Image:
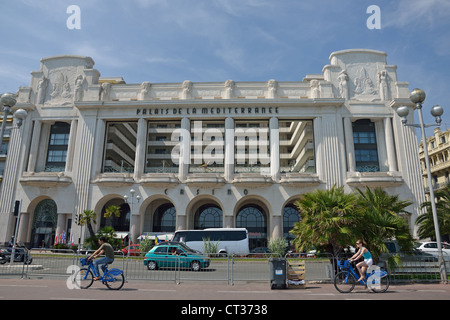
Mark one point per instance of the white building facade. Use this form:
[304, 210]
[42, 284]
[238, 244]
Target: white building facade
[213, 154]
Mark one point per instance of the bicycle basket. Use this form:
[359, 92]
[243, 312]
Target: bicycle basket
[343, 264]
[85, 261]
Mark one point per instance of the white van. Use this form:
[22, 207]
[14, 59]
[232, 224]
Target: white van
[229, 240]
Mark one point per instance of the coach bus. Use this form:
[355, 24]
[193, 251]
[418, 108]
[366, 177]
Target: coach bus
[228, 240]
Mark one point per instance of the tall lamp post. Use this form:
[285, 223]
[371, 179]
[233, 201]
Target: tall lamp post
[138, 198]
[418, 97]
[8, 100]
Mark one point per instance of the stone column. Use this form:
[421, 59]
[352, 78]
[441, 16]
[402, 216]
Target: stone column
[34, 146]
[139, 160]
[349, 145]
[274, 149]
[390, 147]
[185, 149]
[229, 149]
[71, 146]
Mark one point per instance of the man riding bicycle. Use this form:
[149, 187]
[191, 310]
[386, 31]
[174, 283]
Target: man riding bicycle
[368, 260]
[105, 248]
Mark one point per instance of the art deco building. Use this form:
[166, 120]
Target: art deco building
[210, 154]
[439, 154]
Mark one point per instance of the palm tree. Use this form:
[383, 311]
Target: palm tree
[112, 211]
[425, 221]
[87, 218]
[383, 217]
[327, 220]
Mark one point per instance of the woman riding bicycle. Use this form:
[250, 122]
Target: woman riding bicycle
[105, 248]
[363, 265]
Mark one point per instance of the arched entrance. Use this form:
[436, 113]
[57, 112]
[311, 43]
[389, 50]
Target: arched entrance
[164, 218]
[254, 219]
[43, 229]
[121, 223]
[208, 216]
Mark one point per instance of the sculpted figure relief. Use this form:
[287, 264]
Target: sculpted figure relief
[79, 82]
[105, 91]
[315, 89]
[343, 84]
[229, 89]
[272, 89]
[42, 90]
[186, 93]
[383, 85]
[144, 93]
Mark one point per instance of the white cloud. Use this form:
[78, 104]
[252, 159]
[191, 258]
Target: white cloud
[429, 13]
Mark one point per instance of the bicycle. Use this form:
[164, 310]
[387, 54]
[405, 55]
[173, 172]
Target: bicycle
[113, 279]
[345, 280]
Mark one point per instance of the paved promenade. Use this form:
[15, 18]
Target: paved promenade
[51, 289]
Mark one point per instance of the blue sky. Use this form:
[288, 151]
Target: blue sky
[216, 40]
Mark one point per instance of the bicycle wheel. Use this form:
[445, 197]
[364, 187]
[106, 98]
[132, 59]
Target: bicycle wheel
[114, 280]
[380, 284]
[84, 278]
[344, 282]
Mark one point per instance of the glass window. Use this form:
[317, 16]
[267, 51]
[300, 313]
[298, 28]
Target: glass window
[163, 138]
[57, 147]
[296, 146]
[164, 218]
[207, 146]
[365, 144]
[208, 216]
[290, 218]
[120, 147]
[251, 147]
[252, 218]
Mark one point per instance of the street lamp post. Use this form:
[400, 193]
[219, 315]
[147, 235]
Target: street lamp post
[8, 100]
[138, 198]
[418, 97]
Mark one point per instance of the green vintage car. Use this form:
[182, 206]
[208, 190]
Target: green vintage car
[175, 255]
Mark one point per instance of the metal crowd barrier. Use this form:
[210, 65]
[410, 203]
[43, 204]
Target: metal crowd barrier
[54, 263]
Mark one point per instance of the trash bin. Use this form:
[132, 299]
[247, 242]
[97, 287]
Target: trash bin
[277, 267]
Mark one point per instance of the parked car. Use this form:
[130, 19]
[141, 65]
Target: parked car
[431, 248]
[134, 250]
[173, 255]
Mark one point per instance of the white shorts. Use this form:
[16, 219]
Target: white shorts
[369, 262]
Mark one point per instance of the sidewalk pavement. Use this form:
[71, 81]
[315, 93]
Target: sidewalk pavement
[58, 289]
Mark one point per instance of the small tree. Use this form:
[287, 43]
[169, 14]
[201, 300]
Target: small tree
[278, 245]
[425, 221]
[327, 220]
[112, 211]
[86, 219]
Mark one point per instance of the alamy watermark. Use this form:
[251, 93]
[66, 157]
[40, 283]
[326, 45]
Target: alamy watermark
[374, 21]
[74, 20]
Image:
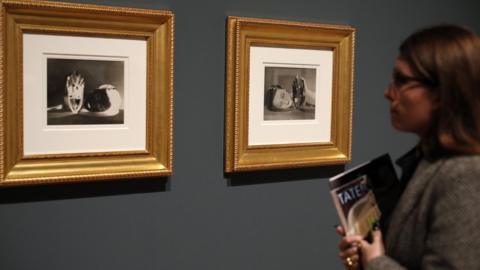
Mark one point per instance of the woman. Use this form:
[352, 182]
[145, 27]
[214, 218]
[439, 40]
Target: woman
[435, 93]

::::::::

- What you are asked to do
Rewrite all of the material above, replacing every occurrence of "Mark one point per instance" with "Place one point on each instance" and keeping everything else identical. Omit the pictures from the output.

- Output of the exercise
Image:
Place one point on each instance of the white building facade. Use this form:
[304, 210]
[42, 284]
[238, 244]
Target: white building facade
[213, 154]
Place one point on each instance of the bicycle basket. Use this form:
[359, 92]
[243, 312]
Target: bicycle basket
[343, 264]
[85, 261]
Place one point on each instance of the white van. Use this form:
[22, 207]
[14, 59]
[232, 224]
Target: white van
[229, 240]
Place one point on each instance of the coach bus. Use this form:
[355, 24]
[193, 251]
[418, 108]
[366, 177]
Target: coach bus
[228, 240]
Place one point on each instance of the tall lamp post. Use this form:
[285, 223]
[371, 179]
[233, 201]
Target: tall lamp post
[138, 198]
[418, 97]
[8, 100]
Place one point on each instance of the stone column. Use this form:
[421, 59]
[352, 78]
[441, 16]
[402, 216]
Target: stone column
[34, 146]
[139, 160]
[349, 145]
[274, 149]
[390, 147]
[185, 149]
[229, 149]
[71, 146]
Place one point on each instance of the man riding bicycle. Use this form:
[149, 187]
[191, 310]
[386, 31]
[174, 283]
Target: man riding bicycle
[368, 260]
[105, 248]
Place one point on each instance of the art deco building. Use this form:
[166, 120]
Target: art deco building
[210, 154]
[439, 154]
Place one point on each instance of the palm tree. Use this form:
[383, 311]
Target: palm tree
[112, 211]
[425, 221]
[87, 218]
[383, 217]
[327, 220]
Place one point on each instance of the woman riding bicycle. Use this form:
[250, 122]
Target: woman riding bicycle
[105, 248]
[363, 265]
Place one point on each instance of the arched entrance. Use this form:
[436, 113]
[57, 112]
[311, 43]
[389, 50]
Target: arched entrance
[164, 218]
[254, 219]
[43, 229]
[121, 223]
[208, 216]
Place one point on each instance of the sculpted figure relief. Use this form:
[287, 264]
Target: sculpted figure relief
[79, 82]
[105, 91]
[315, 89]
[343, 84]
[229, 89]
[272, 89]
[42, 90]
[186, 93]
[383, 85]
[144, 93]
Place one point on each instance of the white cloud. Use this form:
[78, 104]
[252, 159]
[191, 258]
Target: white cloud
[429, 13]
Place one point on each instance of the bicycle. Use this form:
[164, 310]
[387, 54]
[405, 55]
[173, 172]
Target: bicycle
[113, 279]
[345, 280]
Place one point on each instance of the paved promenade. Use this form:
[15, 18]
Target: paved promenade
[51, 289]
Place one point on each instance of the blue sky. Use this form:
[288, 151]
Target: blue sky
[216, 40]
Place one point on each instance of the bicycle wheel. Use this form:
[445, 197]
[364, 187]
[106, 98]
[132, 59]
Target: bicycle wheel
[114, 280]
[380, 284]
[84, 278]
[344, 282]
Place one point on each instance of the glass window. Use this form:
[317, 16]
[267, 51]
[300, 313]
[298, 28]
Target: glass window
[163, 138]
[57, 147]
[296, 146]
[164, 218]
[207, 146]
[365, 144]
[208, 216]
[290, 218]
[120, 147]
[251, 147]
[252, 218]
Place one point on each instance of the street lamp post. Use this form:
[400, 193]
[219, 315]
[147, 235]
Target: street lamp post
[8, 100]
[138, 198]
[418, 97]
Place one point on each instance of the green vintage car. Use this form:
[182, 206]
[208, 190]
Target: green vintage car
[175, 255]
Place one point on each instance of the metal crowd barrier. Use this form:
[210, 65]
[410, 203]
[43, 204]
Target: metal crowd barrier
[54, 263]
Place one point on each instance of the trash bin. Use this form:
[132, 299]
[247, 242]
[97, 287]
Target: trash bin
[277, 267]
Place one point on each instance of the parked car. Use this form:
[130, 19]
[141, 65]
Target: parked car
[431, 248]
[134, 250]
[173, 255]
Place one point on each instance of the white shorts. Use this form:
[16, 219]
Target: white shorts
[369, 262]
Place one point on each instance of the sidewalk pavement. Use this form:
[71, 81]
[315, 93]
Target: sidewalk pavement
[58, 289]
Place one point on each instance of the small tree. Use this form:
[287, 43]
[169, 14]
[201, 300]
Target: small tree
[278, 245]
[425, 221]
[327, 220]
[112, 211]
[86, 219]
Place one point on each instance of the alamy watermark. Use this form:
[251, 93]
[66, 157]
[40, 283]
[326, 45]
Target: alamy watermark
[374, 21]
[74, 20]
Image:
Place one point on each instance of the woman. Use this form:
[352, 182]
[145, 27]
[214, 218]
[439, 40]
Target: woman
[435, 93]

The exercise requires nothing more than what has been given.